__Records provided__:
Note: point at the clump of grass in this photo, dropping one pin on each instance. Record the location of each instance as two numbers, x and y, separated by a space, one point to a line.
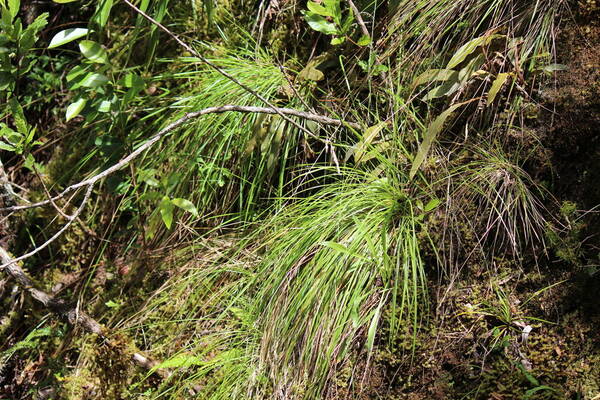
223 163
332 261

==

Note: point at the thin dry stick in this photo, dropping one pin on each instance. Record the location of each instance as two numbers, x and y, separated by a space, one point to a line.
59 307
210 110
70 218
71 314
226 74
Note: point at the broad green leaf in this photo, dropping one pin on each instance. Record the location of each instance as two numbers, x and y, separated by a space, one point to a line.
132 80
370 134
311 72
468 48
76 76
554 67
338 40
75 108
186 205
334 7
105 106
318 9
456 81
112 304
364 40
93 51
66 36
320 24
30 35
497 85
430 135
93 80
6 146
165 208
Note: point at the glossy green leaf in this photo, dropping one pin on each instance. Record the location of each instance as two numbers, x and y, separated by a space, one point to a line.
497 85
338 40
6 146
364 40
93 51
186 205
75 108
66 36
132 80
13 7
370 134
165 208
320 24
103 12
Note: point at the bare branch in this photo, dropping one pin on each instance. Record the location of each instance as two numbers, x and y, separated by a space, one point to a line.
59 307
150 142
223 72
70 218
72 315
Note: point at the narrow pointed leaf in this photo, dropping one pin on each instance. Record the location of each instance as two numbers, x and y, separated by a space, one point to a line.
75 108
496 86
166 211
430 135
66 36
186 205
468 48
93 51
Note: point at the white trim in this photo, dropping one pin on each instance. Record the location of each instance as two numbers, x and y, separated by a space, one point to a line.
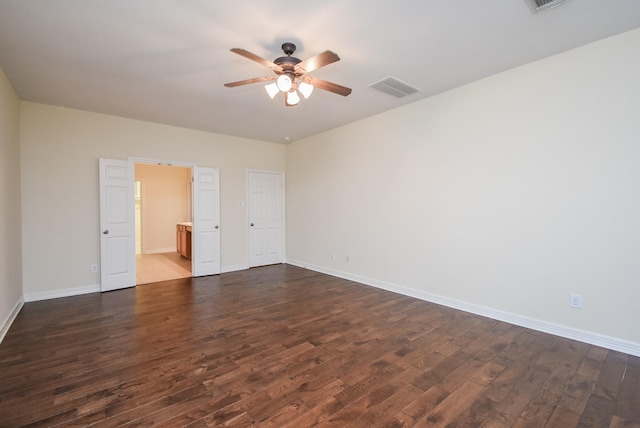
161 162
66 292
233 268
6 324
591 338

* * *

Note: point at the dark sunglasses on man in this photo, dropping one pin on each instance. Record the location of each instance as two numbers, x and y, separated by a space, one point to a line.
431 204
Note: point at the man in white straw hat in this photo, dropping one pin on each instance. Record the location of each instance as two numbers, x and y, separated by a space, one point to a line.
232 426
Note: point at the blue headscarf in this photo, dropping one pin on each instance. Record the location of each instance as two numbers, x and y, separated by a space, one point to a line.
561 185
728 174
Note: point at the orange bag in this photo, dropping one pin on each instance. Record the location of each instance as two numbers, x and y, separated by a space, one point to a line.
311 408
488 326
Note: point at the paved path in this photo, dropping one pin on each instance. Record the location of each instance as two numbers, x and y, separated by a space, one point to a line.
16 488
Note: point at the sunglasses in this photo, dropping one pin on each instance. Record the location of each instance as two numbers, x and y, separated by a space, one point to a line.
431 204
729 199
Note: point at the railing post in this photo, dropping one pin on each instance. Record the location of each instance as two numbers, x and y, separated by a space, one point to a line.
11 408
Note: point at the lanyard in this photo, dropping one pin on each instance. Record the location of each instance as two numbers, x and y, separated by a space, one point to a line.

__Task prompt__:
Rewrite the lines between the one holding "Note: point at the sunglasses" and the one holding "Note: point at the lanyard", inclusive, changing "dropping one pin" to "placing one pin" and leaving everything else the same. Return only those lines.

__Completed task__:
Note: point at the sunglasses in this photo, placing one pin on each instance. Record the location of each instance as two numbers, x and y, separated by a space, one point to a line.
431 204
729 199
Note: point at the railing post in this photo, placing one pin on each instance. Record the location of each instance as two numbers, x and y, separated by a space, one point to a line.
11 408
Note: point at the lanyard in this photo, placing one pin on each instance. Record the location of each instance as two numbers, x and y, separated by a space, one point to a line.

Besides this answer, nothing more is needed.